▶ **Reading passage**:

-*-*-

Dunford has questions about Niger deaths; Tillerson jets to Iraq, Afghanistan; USAF sets first F-35 deployment to Japan; ISIS’ foreign fighters head home; and just a bit more...
Gen. Joseph Dunford’s 60 minutes of transparency Monday regarding what the Pentagon knows about the Niger attack on October 4 reminded us it’s okay to say “I don’t know” when difficult questions can’t yet be answered — even if he said it 19 times during the course of Monday’s press conference. But what still makes this episode so concerning is it is “the single deadliest American toll resulting from military combat so far during the Trump administration,” The Wall Street Journal notes.
Some of the difficult questions we don’t yet have answers to, according to Dunford: “Did the mission of U.S. forces change during the operation? Did our forces have adequate intelligence, equipment and training? Was there a pre-mission assessment of the threat in the area accurate? How did U.S. forces become separated during the engagement, specifically Sergeant Johnson? And why did they take time to find and recover Sgt. Johnson?” Dunford called these “all fair questions that the investigation is designed to identify.”

-*-*-

▶ **Data listing**:

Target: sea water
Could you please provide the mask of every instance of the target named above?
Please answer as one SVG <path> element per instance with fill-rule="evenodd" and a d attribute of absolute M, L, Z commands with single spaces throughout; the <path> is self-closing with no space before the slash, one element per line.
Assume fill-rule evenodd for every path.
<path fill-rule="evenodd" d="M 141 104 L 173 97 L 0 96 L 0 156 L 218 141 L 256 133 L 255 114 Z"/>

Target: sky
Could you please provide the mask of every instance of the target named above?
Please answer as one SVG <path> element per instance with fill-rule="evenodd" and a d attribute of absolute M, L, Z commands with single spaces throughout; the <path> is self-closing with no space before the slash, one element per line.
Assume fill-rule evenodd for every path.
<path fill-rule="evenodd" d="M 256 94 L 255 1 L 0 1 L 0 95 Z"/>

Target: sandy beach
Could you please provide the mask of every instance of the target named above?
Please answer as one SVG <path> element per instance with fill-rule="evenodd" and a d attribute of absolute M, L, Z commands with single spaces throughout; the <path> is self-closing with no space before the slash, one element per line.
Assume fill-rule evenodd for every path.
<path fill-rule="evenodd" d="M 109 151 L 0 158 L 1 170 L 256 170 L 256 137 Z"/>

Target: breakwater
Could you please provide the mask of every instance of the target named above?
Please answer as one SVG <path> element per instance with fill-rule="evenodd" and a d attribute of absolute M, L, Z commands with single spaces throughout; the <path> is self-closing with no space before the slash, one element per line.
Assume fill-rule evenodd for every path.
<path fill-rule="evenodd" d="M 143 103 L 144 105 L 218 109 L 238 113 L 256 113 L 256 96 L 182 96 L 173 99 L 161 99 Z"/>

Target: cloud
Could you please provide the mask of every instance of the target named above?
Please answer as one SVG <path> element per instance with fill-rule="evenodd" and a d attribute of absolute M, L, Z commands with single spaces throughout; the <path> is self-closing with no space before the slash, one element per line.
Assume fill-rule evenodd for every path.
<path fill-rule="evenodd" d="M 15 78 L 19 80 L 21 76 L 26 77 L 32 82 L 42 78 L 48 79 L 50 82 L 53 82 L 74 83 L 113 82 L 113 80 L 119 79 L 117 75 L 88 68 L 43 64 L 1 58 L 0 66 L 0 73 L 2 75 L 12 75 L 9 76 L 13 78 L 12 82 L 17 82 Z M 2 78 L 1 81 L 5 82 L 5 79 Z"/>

-*-*-

▶ **Required work**:
[a] Decide whether each statement agrees with the newsletter on the Niger attack, answering yes or no and quoting the words from the newsletter that settle it: (i) Dunford said "I don't know" 19 times during Monday's press conference. (ii) The Niger attack took place on October 4. (iii) Dunford said the questions fell outside what the investigation was designed to identify.
[b] Reproduce the passage of the newsletter on the Niger attack from "Gen. Joseph Dunford’s" to "Street Journal notes.".

▶ **Task-by-task results**:
[a]
(i) Yes: "even if he said it 19 times during the course of Monday’s press conference."
(ii) Yes: "the Niger attack on October 4"
(iii) No: "all fair questions that the investigation is designed to identify."

[b]
Gen. Joseph Dunford’s 60 minutes of transparency Monday regarding what the Pentagon knows about the Niger attack on October 4 reminded us it’s okay to say “I don’t know” when difficult questions can’t yet be answered — even if he said it 19 times during the course of Monday’s press conference. But what still makes this episode so concerning is it is “the single deadliest American toll resulting from military combat so far during the Trump administration,” The Wall Street Journal notes.